Referring expression pointing data
_ _ _ _
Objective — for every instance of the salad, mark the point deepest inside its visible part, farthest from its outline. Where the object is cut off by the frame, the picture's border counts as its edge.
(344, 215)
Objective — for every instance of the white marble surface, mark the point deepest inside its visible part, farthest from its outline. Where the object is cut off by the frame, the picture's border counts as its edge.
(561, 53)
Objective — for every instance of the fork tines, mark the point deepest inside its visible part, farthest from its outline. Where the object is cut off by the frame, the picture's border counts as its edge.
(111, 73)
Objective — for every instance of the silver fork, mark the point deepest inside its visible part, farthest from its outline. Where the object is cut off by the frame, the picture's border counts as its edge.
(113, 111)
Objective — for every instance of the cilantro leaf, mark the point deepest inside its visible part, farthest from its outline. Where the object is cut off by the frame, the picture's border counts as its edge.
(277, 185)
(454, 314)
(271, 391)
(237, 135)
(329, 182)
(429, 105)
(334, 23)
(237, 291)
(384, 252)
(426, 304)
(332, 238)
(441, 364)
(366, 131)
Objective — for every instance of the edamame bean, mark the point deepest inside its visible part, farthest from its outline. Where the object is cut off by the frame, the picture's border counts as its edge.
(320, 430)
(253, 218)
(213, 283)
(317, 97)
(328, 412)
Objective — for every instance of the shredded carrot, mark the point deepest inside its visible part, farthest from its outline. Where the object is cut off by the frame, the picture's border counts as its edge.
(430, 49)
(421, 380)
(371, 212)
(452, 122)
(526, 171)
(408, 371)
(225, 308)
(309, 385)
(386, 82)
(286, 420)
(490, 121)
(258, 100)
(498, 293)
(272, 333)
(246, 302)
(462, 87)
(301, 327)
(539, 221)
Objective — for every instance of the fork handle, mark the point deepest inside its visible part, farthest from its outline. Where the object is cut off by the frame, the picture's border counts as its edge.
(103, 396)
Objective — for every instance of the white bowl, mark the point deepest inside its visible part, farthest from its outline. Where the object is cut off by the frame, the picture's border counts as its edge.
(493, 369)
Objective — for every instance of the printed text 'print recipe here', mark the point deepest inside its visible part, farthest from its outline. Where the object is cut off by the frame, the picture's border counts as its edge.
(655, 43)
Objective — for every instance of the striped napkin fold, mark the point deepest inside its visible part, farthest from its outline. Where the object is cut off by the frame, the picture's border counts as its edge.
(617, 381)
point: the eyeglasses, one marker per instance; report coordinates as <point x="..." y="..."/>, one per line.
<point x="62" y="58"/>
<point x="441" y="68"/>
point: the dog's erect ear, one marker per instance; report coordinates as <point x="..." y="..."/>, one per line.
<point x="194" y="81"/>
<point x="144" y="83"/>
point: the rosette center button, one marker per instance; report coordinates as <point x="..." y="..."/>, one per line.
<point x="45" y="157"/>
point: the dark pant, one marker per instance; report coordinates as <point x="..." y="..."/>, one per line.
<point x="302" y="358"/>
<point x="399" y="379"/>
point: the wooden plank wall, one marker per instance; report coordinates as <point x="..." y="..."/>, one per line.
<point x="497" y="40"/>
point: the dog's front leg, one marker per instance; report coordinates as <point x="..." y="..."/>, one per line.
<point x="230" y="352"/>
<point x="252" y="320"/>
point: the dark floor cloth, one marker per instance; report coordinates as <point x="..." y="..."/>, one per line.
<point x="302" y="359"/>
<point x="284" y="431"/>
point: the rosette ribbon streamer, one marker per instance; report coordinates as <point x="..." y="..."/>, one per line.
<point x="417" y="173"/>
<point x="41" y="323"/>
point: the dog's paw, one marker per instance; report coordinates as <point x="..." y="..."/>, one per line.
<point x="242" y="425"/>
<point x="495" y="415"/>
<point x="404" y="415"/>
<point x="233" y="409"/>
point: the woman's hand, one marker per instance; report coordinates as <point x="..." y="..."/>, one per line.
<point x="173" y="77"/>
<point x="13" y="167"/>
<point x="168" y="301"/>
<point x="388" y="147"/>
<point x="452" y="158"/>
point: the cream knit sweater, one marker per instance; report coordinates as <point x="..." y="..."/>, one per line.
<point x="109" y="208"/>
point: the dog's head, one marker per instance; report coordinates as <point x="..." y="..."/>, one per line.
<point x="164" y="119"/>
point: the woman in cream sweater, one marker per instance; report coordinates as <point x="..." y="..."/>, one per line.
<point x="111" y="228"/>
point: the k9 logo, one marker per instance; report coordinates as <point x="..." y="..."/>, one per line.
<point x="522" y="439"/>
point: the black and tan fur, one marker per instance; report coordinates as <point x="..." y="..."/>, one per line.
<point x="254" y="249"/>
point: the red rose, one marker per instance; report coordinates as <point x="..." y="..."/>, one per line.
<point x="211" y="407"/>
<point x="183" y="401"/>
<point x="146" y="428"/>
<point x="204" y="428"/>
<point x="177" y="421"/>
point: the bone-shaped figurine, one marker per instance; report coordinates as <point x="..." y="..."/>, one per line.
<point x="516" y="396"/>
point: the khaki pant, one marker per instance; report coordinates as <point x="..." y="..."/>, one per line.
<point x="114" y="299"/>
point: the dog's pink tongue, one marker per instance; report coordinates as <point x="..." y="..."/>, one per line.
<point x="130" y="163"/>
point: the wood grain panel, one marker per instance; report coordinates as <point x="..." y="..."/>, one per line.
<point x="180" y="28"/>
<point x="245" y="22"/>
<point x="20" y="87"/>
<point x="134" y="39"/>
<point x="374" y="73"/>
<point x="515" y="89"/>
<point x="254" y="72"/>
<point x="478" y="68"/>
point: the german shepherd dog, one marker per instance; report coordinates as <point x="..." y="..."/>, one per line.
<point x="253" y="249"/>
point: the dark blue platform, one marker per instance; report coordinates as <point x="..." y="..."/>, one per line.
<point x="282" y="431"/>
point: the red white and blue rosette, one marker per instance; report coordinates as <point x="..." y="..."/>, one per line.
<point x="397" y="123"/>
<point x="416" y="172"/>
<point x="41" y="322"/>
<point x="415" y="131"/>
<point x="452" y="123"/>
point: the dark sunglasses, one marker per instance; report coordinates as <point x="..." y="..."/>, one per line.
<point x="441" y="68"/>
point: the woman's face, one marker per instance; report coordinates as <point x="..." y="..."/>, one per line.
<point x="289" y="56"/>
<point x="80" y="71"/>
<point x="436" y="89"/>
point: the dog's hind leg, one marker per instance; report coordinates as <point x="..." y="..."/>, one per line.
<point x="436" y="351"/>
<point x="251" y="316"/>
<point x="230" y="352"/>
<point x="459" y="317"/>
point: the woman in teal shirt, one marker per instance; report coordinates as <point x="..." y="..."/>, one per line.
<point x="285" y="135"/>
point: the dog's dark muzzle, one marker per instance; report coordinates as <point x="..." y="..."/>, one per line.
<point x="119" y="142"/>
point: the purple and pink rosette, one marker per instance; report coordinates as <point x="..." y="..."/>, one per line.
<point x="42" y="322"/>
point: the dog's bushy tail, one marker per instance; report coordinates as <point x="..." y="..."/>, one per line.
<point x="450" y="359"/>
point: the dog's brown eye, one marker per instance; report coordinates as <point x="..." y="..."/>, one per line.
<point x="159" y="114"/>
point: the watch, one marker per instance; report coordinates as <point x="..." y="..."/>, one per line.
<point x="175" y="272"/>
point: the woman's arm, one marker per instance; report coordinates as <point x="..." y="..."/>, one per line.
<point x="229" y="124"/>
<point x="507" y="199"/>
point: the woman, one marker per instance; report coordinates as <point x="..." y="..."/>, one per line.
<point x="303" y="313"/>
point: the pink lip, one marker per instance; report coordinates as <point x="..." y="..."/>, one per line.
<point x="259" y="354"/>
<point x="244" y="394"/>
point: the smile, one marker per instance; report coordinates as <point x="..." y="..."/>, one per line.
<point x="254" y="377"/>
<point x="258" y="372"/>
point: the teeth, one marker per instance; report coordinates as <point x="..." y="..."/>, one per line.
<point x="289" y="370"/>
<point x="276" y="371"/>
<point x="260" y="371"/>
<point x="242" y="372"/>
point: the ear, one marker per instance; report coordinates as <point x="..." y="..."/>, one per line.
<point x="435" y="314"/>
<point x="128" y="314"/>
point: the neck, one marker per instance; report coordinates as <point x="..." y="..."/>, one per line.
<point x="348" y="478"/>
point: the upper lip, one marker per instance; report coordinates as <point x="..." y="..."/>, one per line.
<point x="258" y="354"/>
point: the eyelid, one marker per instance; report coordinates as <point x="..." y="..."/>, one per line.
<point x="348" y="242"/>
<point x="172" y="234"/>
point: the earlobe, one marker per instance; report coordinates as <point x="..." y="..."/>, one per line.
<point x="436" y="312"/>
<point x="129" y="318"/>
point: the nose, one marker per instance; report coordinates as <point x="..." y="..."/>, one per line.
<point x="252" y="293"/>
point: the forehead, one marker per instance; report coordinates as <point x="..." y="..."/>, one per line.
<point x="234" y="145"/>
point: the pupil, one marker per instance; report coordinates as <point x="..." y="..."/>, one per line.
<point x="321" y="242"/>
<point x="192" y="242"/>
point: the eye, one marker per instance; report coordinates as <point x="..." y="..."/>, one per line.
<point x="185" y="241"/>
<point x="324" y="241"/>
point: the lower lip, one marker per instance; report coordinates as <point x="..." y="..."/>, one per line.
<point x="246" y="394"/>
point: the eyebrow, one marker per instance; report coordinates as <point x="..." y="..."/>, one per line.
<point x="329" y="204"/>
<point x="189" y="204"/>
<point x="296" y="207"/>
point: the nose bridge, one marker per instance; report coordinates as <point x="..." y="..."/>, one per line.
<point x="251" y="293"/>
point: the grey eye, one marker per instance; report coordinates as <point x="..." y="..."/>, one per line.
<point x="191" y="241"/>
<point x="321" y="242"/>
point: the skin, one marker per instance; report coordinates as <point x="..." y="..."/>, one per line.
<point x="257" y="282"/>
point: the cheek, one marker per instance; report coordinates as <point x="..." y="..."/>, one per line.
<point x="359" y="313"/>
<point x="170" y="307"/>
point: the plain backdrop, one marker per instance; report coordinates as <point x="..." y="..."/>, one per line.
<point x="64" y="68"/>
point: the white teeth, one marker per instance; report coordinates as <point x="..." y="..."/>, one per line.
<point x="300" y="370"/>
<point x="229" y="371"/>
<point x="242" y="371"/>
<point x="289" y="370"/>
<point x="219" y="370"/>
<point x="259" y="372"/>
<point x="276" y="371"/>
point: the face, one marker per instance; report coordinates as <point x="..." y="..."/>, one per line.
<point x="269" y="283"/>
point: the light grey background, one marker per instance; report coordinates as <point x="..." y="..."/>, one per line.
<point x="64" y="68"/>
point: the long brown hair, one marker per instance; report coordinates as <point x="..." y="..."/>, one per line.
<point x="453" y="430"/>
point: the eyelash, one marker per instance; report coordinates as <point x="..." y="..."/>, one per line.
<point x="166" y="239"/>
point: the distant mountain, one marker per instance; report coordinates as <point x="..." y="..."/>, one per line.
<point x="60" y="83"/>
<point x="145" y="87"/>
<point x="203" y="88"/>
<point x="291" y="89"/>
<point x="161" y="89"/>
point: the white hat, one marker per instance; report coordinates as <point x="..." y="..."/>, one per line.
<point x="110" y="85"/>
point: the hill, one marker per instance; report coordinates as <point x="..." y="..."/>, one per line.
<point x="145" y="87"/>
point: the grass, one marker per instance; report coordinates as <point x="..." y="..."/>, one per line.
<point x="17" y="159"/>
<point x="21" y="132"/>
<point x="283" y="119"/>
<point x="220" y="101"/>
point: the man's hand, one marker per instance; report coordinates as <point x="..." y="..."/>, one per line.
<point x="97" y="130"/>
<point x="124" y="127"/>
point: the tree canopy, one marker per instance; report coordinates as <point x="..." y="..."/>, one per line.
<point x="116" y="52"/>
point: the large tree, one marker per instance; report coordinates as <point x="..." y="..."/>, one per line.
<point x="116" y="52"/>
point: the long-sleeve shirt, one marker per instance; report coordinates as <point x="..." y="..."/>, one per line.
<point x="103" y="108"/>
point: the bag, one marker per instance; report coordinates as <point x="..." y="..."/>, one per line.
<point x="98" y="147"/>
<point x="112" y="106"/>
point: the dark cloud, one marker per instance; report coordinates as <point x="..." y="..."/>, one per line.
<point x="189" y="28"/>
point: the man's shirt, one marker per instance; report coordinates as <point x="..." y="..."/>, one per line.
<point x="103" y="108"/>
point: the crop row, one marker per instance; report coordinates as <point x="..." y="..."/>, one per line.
_ _ _ _
_Task prompt_
Starting from the line containing "point: the long-sleeve", repeat each line through the end of the entries, exactly.

_Exercise result_
point: the long-sleeve shirt, one marker per instance; report coordinates as <point x="..." y="..."/>, one per line.
<point x="103" y="108"/>
point: the bag, one marker per instance; report coordinates as <point x="..." y="..."/>, one per line.
<point x="98" y="147"/>
<point x="112" y="106"/>
point: the dark cloud, one marker per instance; report coordinates as <point x="..." y="..."/>, one per line.
<point x="189" y="28"/>
point: the man's shirt, one marker per instance; report coordinates as <point x="..." y="..."/>, one per line.
<point x="103" y="108"/>
point: the crop row, one marker per instance; report coordinates as <point x="..." y="..."/>, one per line.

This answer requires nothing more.